This Genetic Mutation May Explain Why Some Women Struggle to Breastfeed


The World Health Organized, American Academy of Pediatrics and the American College of Obstetricians and Gynecologists all recommend new moms exclusively breastfeed until baby is six months old, as this helps give baby the nutrition they need and boosts their immune system.

However, not every mom is able to do this—and it could be for a myriad of reasons including a lack of supply, pain, it doesn’t work with her schedule or she simply doesn’t want to. While all of these are legitimate reasons to stop breastfeeding, one study is finding that, for women who have an inadequate milk supply, a genetic mutation may be to blame.

The study was conducted by Penn State College of Medicine and published in Breastfeeding Medicine. It looked at perceived inadequate milk supply (PIMS), which is a condition in which women stop breastfeeding because their supply wasn’t enough. The researchers looked at 88 women between 19 and 42 years old over the course of the first year of their child’s life. The moms also answered surveys on baby’s feeding habits at one, 4, 6 and 12 months old, including questions on perceived milk supply, as well as whether baby’s diet was supplemented with formula and why. Many women stated the following reasons for supplementing with formula: low milk production, signs of allergic reactions to breast milk, work schedules, day care or other time constraints.

The researchers also collected DNA samples in the form of saliva from the mothers. They analyzed 18 genes that frequently occurred in milk-producing tissue in women, looking for mutations within them to find if there was an association with PIMS. While they found 10 modifications in the genes, there was one variant found more frequently in women who suffered from PIMS. While age, previous breastfeeding experience and body mass index did not play as big a role in determining PIMS or PAMS (percieved adequate milk supply), the researchers found this mutation did. According to the study, screening for this mutation, in combination with other factors like age and body mass index, could be helpful in identifying the moms at risk for stopping breastfeeding early due to inadequate supply.

> _Task to carry out_:
Continue the article about the genetic mutation linked to low breast milk supply from the point where it stops.

> _Given information_:
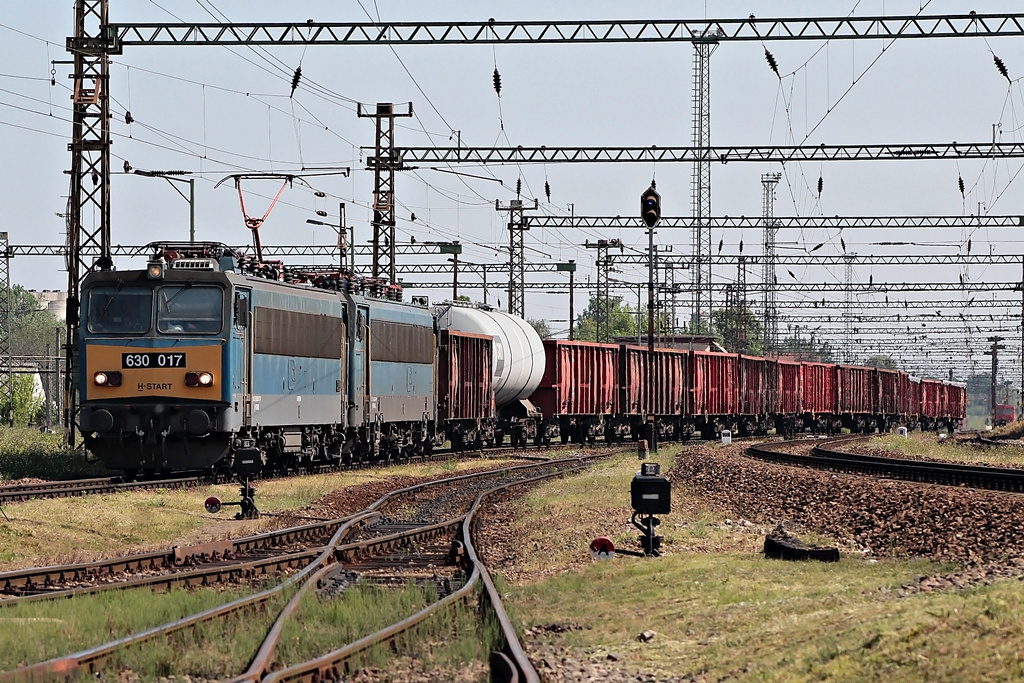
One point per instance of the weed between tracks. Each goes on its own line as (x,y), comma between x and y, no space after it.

> _Result for this exercise_:
According to Dr. Steven Hicks, lead researcher and pediatrician at Penn State Health Children’s Hospital, 83 percent of women start breastfeeding, but only 57 percent continue until their child is 6 months old. “Socioeconomic and environmental factors may contribute to early cessation, but milk supply is also an often-cited reason. Identifying women who are more likely to have low milk supply could help get them resources to continue breastfeeding such as lactation consultation services,” he said in a press release. “Identifying risk of PIMS at the outset of breastfeeding could provide opportunities for early, targeted interventions.”

While more research is needed and the findings need to be proven with a larger sample size, Hicks is hopeful this work will help new mothers meet their breastfeeding goals. “Moms with this mutation still produce milk, even if it may be less than women without the mutation, but challenges like poor diet, hydration or sleep could be enough to hinder the supply that they do have,” he said. “Screening for this variant and combining that with maternal reports and characteristics could help identify moms and babies that may need additional support.”